Selected extract:

Category Archives: grief

the song still sings . . .

a flame for Newtown . . . a song still sings

My daughter could barely get through the final paragraph. Her tears prevented her progress, her heart tenderly wrapped around and invested in the story of the faithful saint, Corrie ten Boom. Corrie finished her earthly chapter on her ninety-first birthday, only to begin her next one—her everlasting witness. It’s still breathing, still shaping hearts and defining souls. Still sowing kingdom seeds. Still putting notes to the musical scores of our faith, even twenty-nine years beyond her peaceful, home-going.

In thinking about Corrie and in absorbing the tremendous and present pain in our world, I am reminded of a line I spoke to a group of cancer survivors not long ago. It has staying power; at least it’s stayed with me. Why? Because it’s connected to a staying truth:

Being a survivor isn’t solely about defeating the disease. Perhaps, greater still, being a survivor is about defeating the silence that surrounds the disease.

Corrie wasn’t a cancer survivor. She was, however, a Holocaust survivor and was able to defeat the silence surrounding her captivity. She didn’t allow the enemy to confine her voice after her physical chains fell to the ground. Instead, she mined the treasures of her faith and her God throughout the course of her imprisonment and beyond. In doing so, she was never really held captive. In many ways, her chains freed her to be a greater witness, a brighter light, a harbinger of the good Gospel that will always sing and that can’t ever be silenced by the harshest of evils in this world. God’s Word cannot be chained. And today, Corrie’s song lives on in the heart of a ten-year-old girl and her forty-six-year-old mom because of the staying power of God’s eternal song.

Two thousand years ago, a soul-defining cry was heard in Bethlehem’s silent night. Many would take note of the witness; many would attempt to hush the melody. Not a lot has changed in 2000 years. Bethlehem still sings its song. Some will hear it; some will refuse the chorus. Regardless of our responses, whether acceptance or rejection, the music continues. God’s still scoring his masterpiece, and because of his amazing grace, our voices are added to the refrain.

Being a soul-survivor isn’t solely about defeating the evil in this world. Perhaps, greater still, being a soul-survivor is about defeating the silence that surrounds the evil.

Entries supplied:
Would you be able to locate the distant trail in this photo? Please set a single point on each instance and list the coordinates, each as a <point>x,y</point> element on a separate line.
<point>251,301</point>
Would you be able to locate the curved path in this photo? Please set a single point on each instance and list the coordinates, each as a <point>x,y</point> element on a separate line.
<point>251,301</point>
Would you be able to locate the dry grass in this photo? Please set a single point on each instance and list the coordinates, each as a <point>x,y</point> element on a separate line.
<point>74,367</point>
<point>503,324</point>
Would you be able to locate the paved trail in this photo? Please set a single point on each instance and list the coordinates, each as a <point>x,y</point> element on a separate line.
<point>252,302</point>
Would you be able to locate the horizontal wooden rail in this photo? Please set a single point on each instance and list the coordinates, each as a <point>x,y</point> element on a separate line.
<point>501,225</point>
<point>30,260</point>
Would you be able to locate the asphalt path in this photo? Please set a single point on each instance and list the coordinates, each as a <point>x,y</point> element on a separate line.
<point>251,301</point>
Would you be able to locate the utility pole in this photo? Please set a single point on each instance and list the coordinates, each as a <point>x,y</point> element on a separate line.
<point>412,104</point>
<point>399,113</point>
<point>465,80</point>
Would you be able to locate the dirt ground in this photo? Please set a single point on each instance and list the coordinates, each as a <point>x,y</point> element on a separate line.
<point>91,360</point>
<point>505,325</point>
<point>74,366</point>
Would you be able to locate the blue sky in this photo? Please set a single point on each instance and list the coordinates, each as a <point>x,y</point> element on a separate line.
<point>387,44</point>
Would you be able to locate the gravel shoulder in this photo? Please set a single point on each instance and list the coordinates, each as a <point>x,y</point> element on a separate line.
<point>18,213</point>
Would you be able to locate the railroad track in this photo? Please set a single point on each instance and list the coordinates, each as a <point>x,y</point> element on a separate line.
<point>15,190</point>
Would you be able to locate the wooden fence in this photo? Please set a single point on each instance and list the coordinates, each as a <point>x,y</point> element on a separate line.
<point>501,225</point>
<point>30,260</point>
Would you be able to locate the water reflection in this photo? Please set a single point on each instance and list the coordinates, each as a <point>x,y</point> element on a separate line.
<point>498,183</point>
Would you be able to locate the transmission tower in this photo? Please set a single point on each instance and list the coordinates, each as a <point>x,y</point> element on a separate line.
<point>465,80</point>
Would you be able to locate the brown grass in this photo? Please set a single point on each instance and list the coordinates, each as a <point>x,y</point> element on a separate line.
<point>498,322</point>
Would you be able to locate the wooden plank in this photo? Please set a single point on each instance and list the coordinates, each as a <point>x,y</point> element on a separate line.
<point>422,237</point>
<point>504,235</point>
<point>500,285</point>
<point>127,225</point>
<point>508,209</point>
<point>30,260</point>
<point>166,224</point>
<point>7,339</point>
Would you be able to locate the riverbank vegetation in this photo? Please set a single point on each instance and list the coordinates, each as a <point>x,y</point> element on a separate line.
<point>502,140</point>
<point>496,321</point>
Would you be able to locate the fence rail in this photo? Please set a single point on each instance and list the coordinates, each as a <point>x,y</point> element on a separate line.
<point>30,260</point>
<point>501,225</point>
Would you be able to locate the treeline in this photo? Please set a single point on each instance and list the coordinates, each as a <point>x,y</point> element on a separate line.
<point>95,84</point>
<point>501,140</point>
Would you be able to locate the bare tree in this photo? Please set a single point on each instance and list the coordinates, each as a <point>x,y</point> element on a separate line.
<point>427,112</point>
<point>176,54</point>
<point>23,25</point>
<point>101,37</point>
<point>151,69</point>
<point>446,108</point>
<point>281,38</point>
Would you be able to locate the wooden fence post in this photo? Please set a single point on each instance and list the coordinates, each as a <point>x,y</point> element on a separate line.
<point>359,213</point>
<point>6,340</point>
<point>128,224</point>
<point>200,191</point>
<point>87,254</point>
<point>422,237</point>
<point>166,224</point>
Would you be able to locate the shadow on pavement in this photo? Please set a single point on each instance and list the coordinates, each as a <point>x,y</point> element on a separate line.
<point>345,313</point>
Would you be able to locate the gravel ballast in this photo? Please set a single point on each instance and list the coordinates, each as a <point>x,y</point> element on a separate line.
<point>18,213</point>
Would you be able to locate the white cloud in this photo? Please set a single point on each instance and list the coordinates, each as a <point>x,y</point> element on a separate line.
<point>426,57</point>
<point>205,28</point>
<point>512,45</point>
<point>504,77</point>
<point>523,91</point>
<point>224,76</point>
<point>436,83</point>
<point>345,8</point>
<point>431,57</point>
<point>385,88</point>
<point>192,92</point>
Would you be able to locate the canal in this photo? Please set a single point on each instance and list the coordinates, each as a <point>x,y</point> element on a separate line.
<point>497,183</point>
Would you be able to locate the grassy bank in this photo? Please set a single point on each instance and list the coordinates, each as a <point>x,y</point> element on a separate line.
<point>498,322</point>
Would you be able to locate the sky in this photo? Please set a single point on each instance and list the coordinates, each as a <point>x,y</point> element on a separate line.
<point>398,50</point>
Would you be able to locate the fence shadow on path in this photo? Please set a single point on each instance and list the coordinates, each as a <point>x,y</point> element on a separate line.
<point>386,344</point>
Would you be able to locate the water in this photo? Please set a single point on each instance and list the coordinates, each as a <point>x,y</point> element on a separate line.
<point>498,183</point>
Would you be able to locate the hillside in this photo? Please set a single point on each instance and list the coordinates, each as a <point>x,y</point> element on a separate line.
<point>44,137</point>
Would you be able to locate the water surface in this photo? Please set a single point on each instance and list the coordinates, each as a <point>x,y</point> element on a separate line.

What the task asks: Summarize the post about Corrie ten Boom in two sentences.

Expected answer: The writer's daughter wept through the end of the story of Corrie ten Boom, a Holocaust survivor who refused to let her captivity silence her and whose witness still shapes hearts twenty-nine years after her death. Drawing on a line once spoken to cancer survivors and on the song of Bethlehem that continues whether people accept or reject it, the writer concludes that being a soul-survivor is not solely about defeating evil but perhaps even more about defeating the silence that surrounds it.